GIVEN TEXT -

[Start of Attachment]

Advancing the Way We Clean the Region’s Wastewater
By upgrading existing treatment infrastructure instead of expanding, the Holland Area Water Reclamation Facility (WRF) is saving money while ensuring effective treatment for years to come. Over the past 15 years, HBPW has studied carefully the potential for expanding the WRF to meet growing community wastewater output. However, the 2008 economic recession combined with trends in water conservation and sewer system improvements led to a level-off in average daily flow, which left us wondering if expansion was the right choice.
The WRF treats sewage from Holland and several surrounding townships at our River Ave./3rd St. location, which actually consists of two interconnected plants – East and West. Some of the wastewater we treat is residential, but a large portion comes from local industry and large food processors. While the overall daily flow from the community hasn’t increased much in 15 years, growth in the industrial segment has increased the concentration and strength of the waste significantly.*Biochemical Oxygen Demand is a measure of the amount of oxygen necessary to feed the microorganisms that break down organic contaminants in the water. *Total Suspended Solids are the solid materials both organic, and inorganic, that are suspended in the water.

[End of Attachment]

PROVIDED DATA -

[Start of Attachment]

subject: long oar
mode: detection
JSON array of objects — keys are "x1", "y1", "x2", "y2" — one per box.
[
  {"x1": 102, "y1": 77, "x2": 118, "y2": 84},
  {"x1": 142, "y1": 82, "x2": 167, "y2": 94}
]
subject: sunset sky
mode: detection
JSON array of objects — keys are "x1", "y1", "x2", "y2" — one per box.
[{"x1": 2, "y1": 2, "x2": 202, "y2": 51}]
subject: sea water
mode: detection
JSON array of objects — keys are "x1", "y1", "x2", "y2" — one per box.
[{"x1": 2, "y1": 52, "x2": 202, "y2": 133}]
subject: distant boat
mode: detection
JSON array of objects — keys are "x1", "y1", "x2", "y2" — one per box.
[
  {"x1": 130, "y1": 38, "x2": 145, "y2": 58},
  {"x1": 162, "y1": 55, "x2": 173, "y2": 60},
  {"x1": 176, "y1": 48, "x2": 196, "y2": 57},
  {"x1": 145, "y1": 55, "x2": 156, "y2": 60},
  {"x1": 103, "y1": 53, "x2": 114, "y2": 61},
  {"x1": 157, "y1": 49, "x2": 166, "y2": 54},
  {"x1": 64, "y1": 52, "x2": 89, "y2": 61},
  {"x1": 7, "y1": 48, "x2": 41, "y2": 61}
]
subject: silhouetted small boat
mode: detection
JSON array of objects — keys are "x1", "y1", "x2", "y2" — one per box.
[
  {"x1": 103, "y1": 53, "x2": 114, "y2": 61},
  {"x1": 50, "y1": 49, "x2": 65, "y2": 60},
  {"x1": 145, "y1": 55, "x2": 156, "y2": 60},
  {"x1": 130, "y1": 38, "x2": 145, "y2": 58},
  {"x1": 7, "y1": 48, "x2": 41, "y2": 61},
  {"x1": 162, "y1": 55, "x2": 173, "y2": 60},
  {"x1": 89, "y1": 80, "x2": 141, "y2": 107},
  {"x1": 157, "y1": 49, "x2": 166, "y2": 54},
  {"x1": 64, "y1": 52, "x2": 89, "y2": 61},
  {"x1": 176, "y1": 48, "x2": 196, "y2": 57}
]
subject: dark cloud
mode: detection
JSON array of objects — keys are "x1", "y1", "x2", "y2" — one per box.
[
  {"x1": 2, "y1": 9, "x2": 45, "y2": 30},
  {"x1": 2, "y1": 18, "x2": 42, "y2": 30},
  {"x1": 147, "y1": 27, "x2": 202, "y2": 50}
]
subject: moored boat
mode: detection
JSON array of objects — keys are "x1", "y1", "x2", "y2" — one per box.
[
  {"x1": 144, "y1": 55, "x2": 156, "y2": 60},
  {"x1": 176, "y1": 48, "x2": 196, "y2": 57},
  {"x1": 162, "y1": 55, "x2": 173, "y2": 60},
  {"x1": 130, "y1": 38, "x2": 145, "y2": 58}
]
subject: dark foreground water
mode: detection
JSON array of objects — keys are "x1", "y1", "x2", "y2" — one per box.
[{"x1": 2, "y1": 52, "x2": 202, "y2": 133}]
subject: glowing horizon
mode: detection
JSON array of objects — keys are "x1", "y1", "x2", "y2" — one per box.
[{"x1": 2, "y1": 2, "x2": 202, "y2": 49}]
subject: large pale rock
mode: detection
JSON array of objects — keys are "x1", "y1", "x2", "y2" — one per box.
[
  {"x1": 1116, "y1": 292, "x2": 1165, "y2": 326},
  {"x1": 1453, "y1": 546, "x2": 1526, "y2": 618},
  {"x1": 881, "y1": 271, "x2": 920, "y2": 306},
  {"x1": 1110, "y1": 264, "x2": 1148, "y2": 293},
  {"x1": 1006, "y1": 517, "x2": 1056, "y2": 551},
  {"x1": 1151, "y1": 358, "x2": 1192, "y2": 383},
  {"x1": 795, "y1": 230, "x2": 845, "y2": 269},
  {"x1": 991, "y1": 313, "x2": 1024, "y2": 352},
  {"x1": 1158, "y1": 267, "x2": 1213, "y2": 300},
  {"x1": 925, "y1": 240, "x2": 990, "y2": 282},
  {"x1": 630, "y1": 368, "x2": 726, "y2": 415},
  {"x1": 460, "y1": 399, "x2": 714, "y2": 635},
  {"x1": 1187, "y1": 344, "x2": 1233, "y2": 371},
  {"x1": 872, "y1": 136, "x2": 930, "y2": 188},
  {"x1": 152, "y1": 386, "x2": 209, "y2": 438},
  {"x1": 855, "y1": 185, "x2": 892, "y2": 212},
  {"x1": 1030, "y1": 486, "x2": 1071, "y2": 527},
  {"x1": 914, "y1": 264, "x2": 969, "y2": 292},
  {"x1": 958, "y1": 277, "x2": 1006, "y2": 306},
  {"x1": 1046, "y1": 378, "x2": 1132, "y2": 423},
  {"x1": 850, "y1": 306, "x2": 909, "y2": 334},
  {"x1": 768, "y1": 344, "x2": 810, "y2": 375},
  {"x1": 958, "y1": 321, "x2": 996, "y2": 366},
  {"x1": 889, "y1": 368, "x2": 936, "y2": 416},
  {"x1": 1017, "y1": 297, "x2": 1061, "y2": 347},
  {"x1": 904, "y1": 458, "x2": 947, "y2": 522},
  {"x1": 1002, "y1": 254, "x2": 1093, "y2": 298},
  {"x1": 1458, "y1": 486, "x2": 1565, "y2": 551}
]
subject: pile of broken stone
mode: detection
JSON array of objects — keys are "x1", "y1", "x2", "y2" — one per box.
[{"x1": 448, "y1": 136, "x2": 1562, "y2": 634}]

[End of Attachment]

TASK INSTRUCTIONS - According to the text on the Holland wastewater facility, what two interconnected plants make up the River Ave./3rd St. location?

RESULT OF THE TASK - The East plant and the West plant.